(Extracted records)
# # #

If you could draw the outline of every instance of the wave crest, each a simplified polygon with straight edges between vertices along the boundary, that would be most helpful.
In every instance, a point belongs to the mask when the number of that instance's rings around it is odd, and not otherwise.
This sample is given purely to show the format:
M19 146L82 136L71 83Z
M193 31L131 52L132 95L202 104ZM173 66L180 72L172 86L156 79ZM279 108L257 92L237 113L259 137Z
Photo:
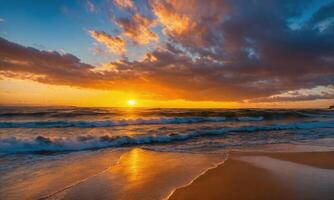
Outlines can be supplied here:
M0 122L0 128L94 128L127 125L149 124L182 124L199 122L223 122L225 117L172 117L155 119L127 119L115 121L29 121L29 122ZM250 119L251 120L251 119Z

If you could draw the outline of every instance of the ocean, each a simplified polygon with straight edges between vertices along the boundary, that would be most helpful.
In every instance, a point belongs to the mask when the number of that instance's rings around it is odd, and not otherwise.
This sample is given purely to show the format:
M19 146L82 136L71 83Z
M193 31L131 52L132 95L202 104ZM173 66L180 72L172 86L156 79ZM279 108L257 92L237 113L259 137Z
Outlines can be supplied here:
M29 189L25 199L55 198L122 163L126 154L137 161L143 155L145 166L168 159L180 168L189 162L197 166L179 172L175 176L180 178L161 187L165 189L155 190L152 199L163 198L223 162L230 150L270 145L333 148L333 138L334 111L328 109L1 107L0 197L20 199ZM123 172L115 171L110 176L118 183L112 183L118 199L131 179L126 182Z

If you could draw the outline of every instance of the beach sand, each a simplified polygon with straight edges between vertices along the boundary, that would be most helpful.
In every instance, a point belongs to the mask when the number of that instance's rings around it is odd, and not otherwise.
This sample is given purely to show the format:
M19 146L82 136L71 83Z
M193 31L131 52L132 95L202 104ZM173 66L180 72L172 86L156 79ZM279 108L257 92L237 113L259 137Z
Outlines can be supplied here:
M334 152L232 152L169 199L334 199Z
M12 200L326 200L334 197L334 151L192 154L124 148L66 155L15 169L0 182L0 199Z

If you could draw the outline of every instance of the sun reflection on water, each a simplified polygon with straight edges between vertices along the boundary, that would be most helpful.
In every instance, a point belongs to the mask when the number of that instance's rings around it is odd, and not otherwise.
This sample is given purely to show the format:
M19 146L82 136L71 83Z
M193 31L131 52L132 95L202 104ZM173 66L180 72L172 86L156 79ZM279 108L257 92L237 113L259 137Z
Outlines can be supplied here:
M139 149L135 148L130 152L129 155L129 165L128 173L130 180L136 180L138 178L139 164L140 164L140 155Z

# # #

Wherever the string "edges" appears in the entries above, return the line it appears on.

If you could draw the outline of every instance of the wave crest, each a simplified polygon with straight edges between vertices along the boundary, that would be most helpful.
If you could draw the outline of every instance of the ocean, each a simplified polygon with straight edges between vertices along the boundary, that would be most helpful.
If you could draw the outline of every instance of the beach sand, each a simplified polygon with straight edges between vertices along the boundary, that would be most helpful.
If you could draw the outline of every instance of the sun reflection on water, each a simplified polygon with straight edges between vertices along the boundary, that would be most helpful.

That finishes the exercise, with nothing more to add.